── STORED RECORDS
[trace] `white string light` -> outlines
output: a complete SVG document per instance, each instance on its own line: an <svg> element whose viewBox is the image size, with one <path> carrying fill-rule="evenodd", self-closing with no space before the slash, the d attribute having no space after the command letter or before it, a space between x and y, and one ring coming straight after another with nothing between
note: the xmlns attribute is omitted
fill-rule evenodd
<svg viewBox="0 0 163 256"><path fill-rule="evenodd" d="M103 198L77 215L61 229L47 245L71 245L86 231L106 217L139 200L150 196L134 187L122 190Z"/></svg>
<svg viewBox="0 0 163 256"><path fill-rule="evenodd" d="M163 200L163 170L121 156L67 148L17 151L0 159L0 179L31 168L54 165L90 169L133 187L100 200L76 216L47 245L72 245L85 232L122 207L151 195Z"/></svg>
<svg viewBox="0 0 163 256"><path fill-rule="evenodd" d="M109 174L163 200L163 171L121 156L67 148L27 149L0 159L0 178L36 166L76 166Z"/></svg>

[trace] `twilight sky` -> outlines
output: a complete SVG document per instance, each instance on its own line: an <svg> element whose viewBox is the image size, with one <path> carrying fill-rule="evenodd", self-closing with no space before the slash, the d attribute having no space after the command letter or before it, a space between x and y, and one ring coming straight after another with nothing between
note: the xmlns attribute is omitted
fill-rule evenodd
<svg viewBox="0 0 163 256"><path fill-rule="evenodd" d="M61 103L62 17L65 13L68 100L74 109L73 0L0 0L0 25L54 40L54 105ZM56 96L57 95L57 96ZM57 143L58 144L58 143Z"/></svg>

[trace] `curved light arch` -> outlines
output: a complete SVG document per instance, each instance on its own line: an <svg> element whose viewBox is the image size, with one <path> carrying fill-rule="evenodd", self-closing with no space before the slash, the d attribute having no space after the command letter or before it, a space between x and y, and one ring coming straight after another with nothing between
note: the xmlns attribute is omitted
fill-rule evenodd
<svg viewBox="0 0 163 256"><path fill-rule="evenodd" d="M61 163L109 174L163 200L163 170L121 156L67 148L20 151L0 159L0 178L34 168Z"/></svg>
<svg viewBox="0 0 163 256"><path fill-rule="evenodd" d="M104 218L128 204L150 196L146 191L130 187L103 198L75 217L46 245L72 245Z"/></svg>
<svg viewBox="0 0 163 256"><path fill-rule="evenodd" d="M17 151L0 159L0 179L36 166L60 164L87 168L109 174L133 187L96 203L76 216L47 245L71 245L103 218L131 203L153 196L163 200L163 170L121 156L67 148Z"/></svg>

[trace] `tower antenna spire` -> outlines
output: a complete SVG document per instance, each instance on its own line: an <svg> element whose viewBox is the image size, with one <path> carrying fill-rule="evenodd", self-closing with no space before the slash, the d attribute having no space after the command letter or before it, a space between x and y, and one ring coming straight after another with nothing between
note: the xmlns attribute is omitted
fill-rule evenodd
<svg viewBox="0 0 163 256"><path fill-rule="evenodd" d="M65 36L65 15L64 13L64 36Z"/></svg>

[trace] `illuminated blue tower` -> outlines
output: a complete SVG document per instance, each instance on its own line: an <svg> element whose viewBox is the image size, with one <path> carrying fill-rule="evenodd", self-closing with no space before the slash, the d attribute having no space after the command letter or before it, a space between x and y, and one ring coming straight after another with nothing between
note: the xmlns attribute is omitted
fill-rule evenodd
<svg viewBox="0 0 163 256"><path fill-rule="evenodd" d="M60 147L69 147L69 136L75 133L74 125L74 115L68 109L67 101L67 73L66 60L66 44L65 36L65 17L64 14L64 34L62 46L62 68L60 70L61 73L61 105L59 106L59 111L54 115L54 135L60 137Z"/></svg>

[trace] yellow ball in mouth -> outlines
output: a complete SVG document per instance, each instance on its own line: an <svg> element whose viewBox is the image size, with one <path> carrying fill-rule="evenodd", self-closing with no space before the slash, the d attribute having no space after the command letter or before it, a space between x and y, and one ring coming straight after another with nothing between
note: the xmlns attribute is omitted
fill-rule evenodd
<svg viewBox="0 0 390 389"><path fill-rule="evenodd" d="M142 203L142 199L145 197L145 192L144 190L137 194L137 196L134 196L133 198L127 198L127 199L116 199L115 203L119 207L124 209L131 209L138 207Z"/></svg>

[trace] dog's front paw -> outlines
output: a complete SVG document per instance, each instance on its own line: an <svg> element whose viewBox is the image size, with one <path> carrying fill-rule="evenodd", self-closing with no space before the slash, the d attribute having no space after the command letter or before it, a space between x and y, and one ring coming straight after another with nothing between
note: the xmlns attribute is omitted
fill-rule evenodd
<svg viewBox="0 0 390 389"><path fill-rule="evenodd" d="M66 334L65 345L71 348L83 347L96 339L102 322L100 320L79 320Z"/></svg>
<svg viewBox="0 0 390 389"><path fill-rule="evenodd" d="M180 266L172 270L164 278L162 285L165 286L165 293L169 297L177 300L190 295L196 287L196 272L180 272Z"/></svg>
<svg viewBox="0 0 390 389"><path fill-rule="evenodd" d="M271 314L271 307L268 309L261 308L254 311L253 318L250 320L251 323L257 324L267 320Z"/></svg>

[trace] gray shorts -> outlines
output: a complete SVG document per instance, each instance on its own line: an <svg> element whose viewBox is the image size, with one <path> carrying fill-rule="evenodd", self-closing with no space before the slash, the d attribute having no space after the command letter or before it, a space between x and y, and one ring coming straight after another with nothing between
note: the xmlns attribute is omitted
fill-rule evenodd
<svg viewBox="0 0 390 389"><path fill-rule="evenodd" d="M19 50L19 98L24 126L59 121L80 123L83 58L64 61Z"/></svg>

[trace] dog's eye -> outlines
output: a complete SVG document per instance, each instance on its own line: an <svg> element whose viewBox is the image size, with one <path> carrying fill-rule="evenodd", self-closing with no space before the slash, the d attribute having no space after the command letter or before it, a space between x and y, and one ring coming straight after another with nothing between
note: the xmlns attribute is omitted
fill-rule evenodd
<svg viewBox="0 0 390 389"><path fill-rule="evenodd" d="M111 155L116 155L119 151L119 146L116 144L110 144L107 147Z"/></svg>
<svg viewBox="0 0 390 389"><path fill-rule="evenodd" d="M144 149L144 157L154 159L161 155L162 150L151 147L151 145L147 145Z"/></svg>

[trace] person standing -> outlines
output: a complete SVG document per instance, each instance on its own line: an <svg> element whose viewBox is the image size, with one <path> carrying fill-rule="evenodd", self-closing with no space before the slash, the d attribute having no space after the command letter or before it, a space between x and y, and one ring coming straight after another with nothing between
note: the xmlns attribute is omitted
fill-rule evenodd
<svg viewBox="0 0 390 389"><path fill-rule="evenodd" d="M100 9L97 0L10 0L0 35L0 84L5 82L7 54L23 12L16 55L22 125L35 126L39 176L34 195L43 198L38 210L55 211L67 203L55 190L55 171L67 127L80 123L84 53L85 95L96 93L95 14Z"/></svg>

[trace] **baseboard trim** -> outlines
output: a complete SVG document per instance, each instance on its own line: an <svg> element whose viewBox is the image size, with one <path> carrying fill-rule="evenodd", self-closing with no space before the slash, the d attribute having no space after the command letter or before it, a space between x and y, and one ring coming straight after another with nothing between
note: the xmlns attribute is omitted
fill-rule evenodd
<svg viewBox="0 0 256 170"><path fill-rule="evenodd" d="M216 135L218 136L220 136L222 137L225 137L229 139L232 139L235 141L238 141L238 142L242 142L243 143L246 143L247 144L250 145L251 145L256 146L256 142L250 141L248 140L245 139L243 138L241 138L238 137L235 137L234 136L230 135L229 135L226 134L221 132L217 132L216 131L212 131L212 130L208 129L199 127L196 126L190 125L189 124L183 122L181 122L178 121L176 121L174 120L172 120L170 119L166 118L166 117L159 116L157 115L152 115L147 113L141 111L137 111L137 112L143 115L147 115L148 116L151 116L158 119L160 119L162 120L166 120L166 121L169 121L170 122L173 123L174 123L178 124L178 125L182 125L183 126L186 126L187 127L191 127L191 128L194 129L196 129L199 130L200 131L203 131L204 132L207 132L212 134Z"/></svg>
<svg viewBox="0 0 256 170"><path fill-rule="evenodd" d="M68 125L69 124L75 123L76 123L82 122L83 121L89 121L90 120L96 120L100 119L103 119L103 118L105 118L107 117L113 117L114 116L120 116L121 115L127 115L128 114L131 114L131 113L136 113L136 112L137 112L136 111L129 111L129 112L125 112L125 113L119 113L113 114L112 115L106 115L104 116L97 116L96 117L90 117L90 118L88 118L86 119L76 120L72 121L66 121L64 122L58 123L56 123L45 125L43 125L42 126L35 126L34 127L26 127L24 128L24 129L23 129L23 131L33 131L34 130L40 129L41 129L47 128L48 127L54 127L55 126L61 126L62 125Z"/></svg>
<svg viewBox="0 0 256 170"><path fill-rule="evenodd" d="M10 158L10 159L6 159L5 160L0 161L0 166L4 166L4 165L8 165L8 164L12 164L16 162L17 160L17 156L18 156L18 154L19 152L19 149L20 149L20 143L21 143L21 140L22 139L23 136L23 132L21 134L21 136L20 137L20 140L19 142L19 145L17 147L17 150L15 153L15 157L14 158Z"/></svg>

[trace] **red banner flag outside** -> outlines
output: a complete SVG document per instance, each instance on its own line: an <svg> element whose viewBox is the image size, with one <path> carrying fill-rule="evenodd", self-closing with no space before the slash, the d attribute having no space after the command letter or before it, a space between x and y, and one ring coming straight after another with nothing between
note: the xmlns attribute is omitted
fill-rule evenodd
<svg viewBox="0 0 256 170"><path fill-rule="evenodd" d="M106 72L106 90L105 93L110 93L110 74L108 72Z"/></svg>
────
Pick out every line that contains the string "tower", treating uppercase and lowercase as distinct.

> _RESULT FOR THIS TASK_
[trace] `tower antenna spire` -> outlines
[trace] `illuminated blue tower` -> outlines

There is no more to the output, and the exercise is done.